* Exercises to complete:
1/ Based on the press release below about contraceptive coverage, say whether each statement is supported: (a) The Nurse Alliance of SEIU Healthcare represents registered nurses in 21 states. (b) The speaker has worked as a nurse for 15 years. (c) The provision requires new healthcare plans to cover contraception with a co-pay. Answer yes or no for each and quote the words from the press release that decide it.
2/ Write what comes next in the press release about contraceptive coverage, starting right after its last sentence.

* Document passage:
________________________
Kawana Lloyd, 202.730.7087
Issued August 01, 2012
Affordable Care Act Expands Access to Contraceptive Coverage
Washington, DC--Dian Palmer, Chair, Nurse Alliance of SEIU Healthcare, which represents over 85,000 registered nurses in 21 states, released the following statement today as the provision of the Affordable Care Act which requires all new healthcare plans to cover a variety of preventive healthcare services with no co-pay, including full spectrum of FDA-approved forms of contraception, goes into effect:
This is a great day for women and step forward for women's health. As a nurse for 25 years, I have seen the challenges and health risks of unplanned pregnancies and I see this as a matter of public health, respect for individual conscience, and simple fairness to women and their families. President Obama's healthcare law laid out a vision for a better future for the health of all Americans-- no matter where they work or how much they make. Too often, working class women were unable to afford the family planning help they need, but as of today women will have access to affordable birth control.
"Opponents in Congress and in statehouses across the country are trying to roll back this basic, preventive healthcare for women, are mischaracterizing how birth control works and attempting to drastically expand the religious employer exemption to the contraceptive coverage requirement to deny millions of women access to contraception. However, most Americans understand that this is a matter of basic healthcare and fairness.
________________________
* Information:

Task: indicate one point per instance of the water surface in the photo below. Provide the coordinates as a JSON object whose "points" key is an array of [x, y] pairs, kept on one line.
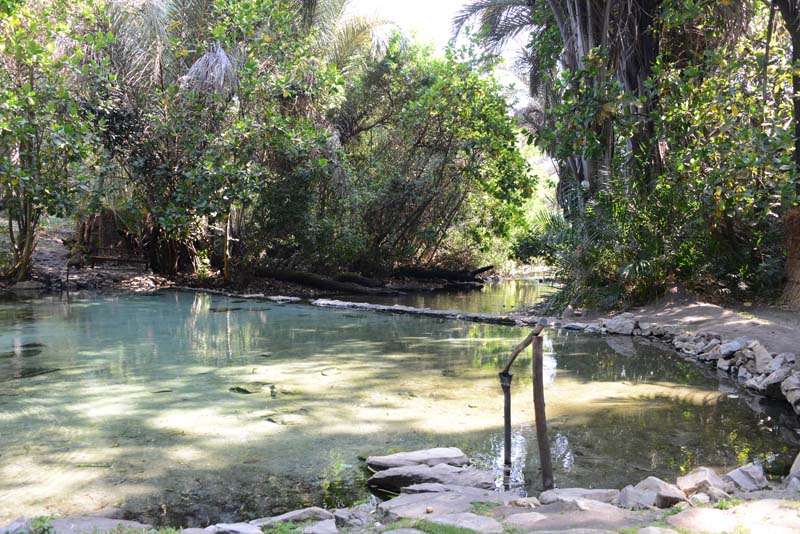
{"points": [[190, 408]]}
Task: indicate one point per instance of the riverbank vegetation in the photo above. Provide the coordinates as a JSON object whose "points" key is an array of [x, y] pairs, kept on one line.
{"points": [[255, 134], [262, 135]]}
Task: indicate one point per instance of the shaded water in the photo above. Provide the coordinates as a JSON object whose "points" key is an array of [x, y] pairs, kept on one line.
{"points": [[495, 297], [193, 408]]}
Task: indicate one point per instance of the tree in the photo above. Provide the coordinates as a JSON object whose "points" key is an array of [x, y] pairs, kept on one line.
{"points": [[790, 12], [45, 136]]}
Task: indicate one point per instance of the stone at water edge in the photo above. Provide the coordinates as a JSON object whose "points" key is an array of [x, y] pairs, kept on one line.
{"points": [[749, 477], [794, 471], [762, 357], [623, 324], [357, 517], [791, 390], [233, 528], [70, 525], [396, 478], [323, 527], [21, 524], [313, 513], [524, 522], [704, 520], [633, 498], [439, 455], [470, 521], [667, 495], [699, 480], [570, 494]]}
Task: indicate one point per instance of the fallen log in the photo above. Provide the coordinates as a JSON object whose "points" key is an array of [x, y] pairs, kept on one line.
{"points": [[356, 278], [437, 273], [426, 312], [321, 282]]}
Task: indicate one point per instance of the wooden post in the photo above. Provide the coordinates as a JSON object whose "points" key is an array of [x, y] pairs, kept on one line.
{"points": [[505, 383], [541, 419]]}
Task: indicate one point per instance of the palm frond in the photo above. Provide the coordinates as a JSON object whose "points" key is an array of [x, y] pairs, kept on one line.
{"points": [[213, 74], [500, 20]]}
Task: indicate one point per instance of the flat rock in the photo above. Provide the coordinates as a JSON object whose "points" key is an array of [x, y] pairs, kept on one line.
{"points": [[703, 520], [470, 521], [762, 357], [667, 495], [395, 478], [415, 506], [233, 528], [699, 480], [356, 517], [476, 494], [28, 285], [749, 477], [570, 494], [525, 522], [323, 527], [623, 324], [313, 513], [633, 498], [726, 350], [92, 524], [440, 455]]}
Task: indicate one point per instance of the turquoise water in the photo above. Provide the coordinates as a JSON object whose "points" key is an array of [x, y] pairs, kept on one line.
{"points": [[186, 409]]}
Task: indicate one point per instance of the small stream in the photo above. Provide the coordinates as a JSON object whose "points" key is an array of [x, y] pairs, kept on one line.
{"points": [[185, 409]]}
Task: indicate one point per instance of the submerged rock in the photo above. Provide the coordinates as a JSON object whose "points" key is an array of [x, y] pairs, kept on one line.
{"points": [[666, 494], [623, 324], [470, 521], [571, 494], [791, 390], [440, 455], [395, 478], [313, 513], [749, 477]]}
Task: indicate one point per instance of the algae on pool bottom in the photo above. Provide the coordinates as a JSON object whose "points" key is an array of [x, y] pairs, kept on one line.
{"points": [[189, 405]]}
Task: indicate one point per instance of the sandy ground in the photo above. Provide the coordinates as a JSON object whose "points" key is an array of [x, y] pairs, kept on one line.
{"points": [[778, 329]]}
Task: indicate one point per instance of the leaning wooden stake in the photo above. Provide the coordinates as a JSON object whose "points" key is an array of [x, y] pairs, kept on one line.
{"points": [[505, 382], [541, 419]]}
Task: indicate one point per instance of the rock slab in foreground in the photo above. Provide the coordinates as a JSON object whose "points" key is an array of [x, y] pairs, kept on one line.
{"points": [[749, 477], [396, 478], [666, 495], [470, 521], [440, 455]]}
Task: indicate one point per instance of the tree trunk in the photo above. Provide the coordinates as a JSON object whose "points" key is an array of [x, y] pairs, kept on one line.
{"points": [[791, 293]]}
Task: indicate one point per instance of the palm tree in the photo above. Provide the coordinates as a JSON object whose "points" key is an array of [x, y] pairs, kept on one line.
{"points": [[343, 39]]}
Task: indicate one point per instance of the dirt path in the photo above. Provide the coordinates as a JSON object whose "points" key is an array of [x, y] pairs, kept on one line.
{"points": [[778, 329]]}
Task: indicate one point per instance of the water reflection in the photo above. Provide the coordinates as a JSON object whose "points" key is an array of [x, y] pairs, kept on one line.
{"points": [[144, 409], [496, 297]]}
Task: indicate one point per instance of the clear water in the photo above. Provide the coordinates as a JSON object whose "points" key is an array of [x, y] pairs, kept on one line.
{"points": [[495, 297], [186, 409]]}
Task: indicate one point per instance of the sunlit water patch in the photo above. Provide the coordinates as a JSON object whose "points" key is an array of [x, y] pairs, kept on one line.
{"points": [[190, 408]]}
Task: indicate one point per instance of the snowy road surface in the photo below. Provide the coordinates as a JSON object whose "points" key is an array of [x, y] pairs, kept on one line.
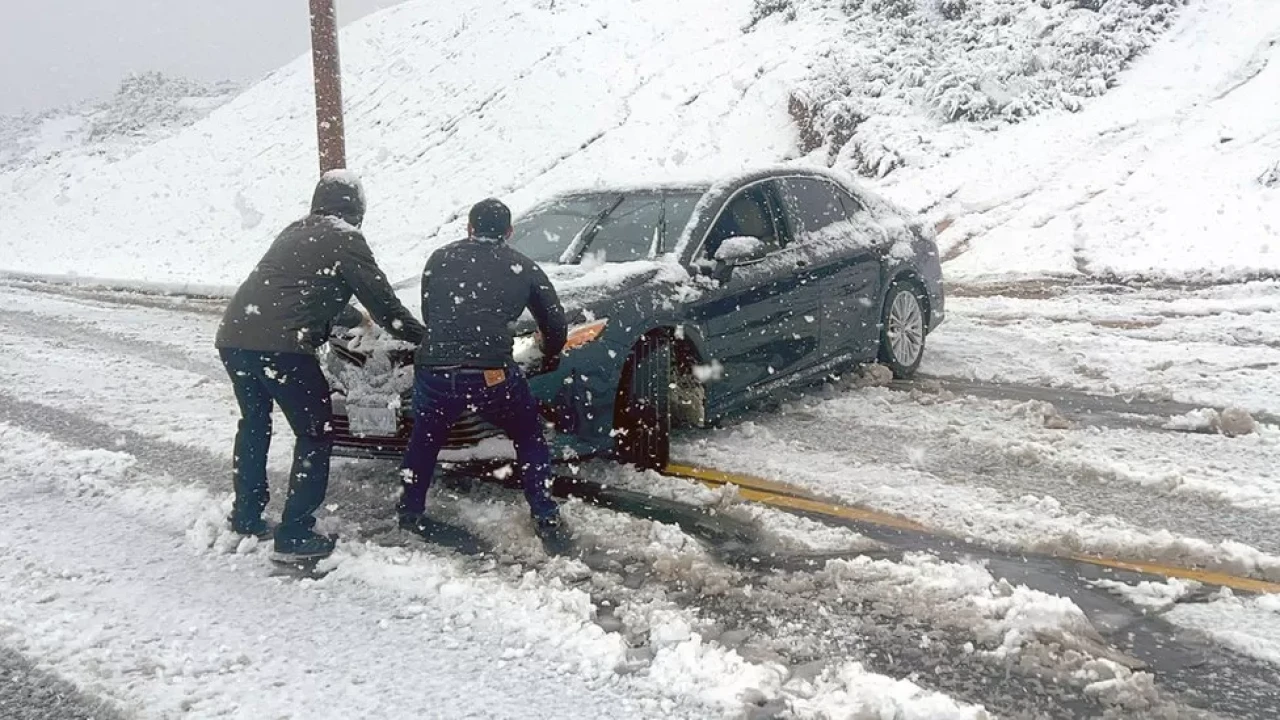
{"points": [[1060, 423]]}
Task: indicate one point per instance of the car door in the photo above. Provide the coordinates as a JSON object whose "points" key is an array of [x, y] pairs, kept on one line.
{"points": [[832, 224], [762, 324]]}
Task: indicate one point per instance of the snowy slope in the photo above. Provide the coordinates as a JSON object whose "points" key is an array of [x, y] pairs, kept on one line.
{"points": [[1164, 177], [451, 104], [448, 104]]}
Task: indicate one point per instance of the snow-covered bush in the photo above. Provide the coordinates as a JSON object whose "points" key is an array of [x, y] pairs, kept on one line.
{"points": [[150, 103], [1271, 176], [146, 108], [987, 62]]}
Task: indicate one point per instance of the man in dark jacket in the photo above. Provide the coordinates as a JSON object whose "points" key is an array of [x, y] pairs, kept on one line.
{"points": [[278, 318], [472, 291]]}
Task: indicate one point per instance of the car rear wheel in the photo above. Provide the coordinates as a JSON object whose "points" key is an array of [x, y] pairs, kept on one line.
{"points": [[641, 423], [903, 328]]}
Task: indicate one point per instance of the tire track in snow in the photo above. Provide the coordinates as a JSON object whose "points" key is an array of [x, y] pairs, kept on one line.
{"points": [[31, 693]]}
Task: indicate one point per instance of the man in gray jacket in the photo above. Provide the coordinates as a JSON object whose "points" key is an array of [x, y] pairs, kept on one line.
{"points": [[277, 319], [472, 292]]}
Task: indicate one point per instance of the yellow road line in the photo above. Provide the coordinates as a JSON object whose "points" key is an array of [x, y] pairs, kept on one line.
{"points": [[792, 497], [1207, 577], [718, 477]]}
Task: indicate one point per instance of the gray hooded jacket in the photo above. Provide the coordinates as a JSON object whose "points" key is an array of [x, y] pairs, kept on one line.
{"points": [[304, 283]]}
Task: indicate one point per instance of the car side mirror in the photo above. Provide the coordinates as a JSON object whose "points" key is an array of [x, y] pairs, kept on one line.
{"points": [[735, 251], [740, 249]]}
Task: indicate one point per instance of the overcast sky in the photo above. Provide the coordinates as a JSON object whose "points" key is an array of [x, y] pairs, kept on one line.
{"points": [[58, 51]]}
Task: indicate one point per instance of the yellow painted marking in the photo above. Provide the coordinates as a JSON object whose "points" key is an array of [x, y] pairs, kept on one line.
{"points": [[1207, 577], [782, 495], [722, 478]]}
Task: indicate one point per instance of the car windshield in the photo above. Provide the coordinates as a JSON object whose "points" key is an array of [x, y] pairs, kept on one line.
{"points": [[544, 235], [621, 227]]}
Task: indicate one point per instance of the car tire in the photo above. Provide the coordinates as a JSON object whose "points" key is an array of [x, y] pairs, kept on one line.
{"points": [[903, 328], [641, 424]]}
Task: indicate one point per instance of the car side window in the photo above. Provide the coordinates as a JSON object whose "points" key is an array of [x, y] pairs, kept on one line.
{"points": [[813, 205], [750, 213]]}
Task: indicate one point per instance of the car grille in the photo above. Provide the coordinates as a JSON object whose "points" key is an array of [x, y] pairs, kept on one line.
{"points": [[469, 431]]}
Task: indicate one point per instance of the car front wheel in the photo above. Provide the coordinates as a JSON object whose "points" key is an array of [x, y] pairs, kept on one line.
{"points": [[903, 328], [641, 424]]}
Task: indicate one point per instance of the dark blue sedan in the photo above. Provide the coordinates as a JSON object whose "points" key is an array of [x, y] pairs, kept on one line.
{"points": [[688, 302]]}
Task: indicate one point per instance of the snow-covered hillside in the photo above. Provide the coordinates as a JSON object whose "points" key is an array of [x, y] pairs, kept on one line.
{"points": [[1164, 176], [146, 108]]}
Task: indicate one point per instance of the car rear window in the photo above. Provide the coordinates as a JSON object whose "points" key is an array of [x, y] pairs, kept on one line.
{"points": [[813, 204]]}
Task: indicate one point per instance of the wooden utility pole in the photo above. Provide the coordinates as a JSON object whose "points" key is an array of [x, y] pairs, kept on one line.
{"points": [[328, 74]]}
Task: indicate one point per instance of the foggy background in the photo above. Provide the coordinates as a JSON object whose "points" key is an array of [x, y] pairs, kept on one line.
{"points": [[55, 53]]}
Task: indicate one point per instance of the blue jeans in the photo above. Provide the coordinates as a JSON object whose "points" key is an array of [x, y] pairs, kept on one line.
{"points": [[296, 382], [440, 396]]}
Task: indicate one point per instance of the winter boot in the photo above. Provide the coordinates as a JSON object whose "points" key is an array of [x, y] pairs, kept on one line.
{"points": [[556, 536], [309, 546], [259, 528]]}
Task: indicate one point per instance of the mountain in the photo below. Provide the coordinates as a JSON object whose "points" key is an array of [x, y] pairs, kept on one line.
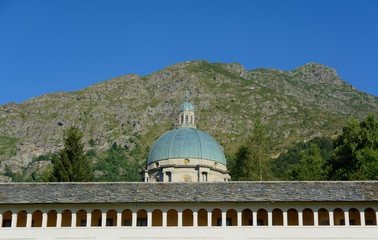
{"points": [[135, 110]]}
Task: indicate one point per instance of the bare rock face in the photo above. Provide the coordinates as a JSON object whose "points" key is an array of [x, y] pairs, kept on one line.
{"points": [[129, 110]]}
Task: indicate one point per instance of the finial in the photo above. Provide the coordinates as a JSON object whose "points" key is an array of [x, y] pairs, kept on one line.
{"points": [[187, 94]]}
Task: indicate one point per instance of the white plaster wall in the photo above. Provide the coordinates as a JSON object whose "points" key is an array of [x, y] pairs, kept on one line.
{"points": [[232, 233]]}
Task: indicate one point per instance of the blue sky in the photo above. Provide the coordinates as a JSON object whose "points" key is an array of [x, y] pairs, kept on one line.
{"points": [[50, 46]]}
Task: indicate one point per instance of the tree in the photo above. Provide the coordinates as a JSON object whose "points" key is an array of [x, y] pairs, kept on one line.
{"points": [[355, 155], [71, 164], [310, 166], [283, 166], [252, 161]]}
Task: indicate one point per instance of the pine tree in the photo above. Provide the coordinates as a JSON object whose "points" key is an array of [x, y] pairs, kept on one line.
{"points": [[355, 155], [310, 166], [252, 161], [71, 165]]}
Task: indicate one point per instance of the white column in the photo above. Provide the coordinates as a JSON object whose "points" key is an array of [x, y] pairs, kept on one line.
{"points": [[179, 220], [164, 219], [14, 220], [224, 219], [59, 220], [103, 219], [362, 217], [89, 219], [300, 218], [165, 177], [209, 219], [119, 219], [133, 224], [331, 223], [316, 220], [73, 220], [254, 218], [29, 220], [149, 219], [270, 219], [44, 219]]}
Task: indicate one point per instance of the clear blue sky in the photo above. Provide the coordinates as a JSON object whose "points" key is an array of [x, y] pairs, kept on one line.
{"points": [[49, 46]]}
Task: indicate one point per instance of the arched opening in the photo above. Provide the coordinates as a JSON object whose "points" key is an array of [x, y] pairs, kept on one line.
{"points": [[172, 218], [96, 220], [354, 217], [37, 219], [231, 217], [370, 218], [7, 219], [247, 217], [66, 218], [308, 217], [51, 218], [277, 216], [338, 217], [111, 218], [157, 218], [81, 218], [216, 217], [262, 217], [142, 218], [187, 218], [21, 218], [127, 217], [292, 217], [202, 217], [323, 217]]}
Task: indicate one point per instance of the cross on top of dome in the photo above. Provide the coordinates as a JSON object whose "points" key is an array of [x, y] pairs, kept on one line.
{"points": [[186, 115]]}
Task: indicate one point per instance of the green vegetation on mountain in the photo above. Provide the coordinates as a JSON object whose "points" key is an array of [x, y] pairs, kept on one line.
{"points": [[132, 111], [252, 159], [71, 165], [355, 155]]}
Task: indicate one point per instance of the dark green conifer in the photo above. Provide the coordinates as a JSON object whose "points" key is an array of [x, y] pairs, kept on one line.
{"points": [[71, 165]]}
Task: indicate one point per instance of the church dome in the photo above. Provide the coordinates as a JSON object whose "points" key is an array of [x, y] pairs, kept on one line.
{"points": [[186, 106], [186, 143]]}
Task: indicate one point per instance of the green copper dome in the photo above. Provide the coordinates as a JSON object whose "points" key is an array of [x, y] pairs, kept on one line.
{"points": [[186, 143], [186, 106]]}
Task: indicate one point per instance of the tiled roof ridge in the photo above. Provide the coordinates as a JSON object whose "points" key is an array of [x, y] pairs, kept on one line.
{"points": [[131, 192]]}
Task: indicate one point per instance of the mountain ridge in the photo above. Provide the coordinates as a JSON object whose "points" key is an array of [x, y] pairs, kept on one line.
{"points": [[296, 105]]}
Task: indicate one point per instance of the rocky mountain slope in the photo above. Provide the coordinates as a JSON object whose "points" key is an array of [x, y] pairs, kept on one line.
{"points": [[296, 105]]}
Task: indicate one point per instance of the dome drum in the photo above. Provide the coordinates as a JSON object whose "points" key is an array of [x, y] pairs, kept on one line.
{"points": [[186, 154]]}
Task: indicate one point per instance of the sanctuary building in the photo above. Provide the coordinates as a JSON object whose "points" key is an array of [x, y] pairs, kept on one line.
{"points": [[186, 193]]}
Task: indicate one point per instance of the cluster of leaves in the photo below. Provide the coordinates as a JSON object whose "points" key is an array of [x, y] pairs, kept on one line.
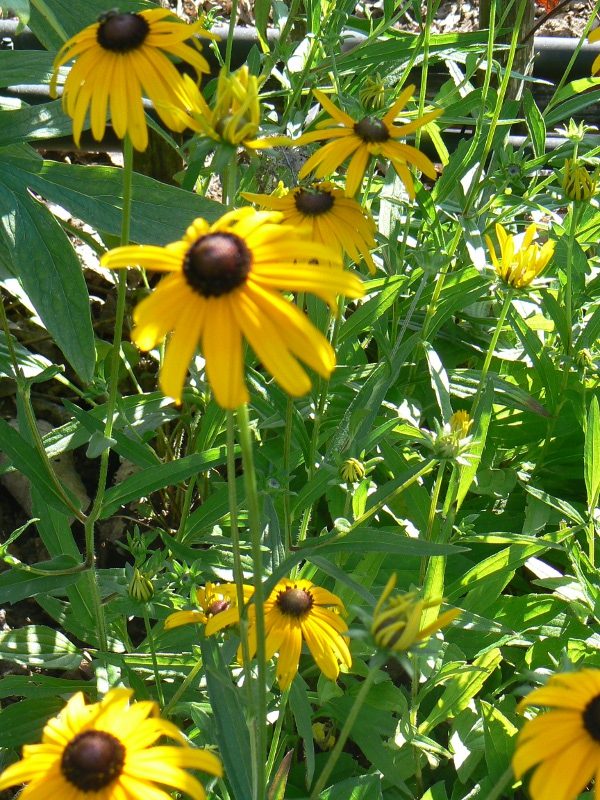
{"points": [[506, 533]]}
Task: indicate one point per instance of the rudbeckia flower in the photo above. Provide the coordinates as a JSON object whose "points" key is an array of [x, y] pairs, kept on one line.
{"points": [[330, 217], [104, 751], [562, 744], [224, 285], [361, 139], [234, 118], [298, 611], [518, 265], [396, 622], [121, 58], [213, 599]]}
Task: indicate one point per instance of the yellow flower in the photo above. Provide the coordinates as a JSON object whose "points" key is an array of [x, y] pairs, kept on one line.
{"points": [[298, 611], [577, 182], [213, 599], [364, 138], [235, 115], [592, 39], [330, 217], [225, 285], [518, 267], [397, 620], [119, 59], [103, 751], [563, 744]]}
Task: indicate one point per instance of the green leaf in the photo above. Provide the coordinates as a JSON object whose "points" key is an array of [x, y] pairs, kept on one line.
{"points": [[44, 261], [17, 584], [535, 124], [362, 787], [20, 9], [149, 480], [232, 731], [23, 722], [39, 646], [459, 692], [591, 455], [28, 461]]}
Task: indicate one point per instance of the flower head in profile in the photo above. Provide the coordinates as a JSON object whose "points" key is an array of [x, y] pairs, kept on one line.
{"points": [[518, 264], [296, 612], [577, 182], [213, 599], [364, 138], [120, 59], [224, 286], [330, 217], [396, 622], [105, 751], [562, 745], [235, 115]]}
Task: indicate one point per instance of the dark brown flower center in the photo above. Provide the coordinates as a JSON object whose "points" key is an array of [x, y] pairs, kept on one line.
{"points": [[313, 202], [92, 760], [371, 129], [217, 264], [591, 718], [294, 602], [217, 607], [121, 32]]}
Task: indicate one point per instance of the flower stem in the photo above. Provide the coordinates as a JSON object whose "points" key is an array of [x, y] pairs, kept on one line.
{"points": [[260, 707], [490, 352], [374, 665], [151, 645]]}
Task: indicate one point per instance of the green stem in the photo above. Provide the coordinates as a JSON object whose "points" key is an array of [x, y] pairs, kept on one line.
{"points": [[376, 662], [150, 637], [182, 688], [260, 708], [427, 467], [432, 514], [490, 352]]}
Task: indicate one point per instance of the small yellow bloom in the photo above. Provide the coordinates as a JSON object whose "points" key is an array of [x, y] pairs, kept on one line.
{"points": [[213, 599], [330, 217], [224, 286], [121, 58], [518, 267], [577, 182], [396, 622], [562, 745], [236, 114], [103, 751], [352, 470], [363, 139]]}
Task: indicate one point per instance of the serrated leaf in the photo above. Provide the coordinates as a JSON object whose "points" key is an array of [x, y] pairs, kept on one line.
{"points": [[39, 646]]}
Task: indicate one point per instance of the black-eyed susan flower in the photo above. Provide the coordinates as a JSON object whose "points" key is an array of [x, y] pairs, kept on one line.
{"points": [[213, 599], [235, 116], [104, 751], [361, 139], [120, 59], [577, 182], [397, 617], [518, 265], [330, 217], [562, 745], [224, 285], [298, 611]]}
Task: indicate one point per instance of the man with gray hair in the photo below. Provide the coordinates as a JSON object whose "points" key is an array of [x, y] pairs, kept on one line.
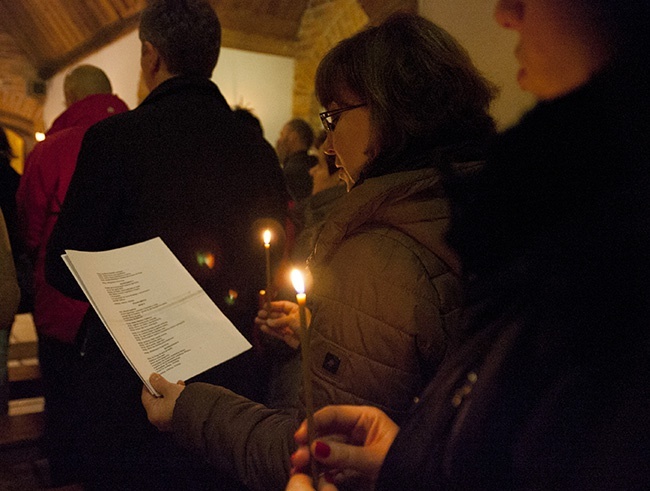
________________________
* Exercise answers:
1/
(a) Yes: "which represents over 85,000 registered nurses in 21 states"
(b) No: "As a nurse for 25 years"
(c) No: "with no co-pay, including full spectrum of FDA-approved forms of contraception"

2/
"The fact is birth control is a monthly expense that is significant for a working family, and it is among the most common medications taken by women of childbearing age. Contraceptive use is the rule, not the exception among women who can afford it--99 percent of women overall and 98 percent of Catholic women use birth control as some point in their lives. Since birth control use is nearly universal among women of child-bearing age, including Catholic women, it makes no sense to continue to exempt birth control from insurance coverage. This policy does not have any religious underpinning; it is simply sound health policy.
"The expansion of this preventive coverage with no cost-sharing or deductibles will improve the lives and health of women across America and bring real economic and emotional relief to the millions of women who prior to the law, had nowhere to turn."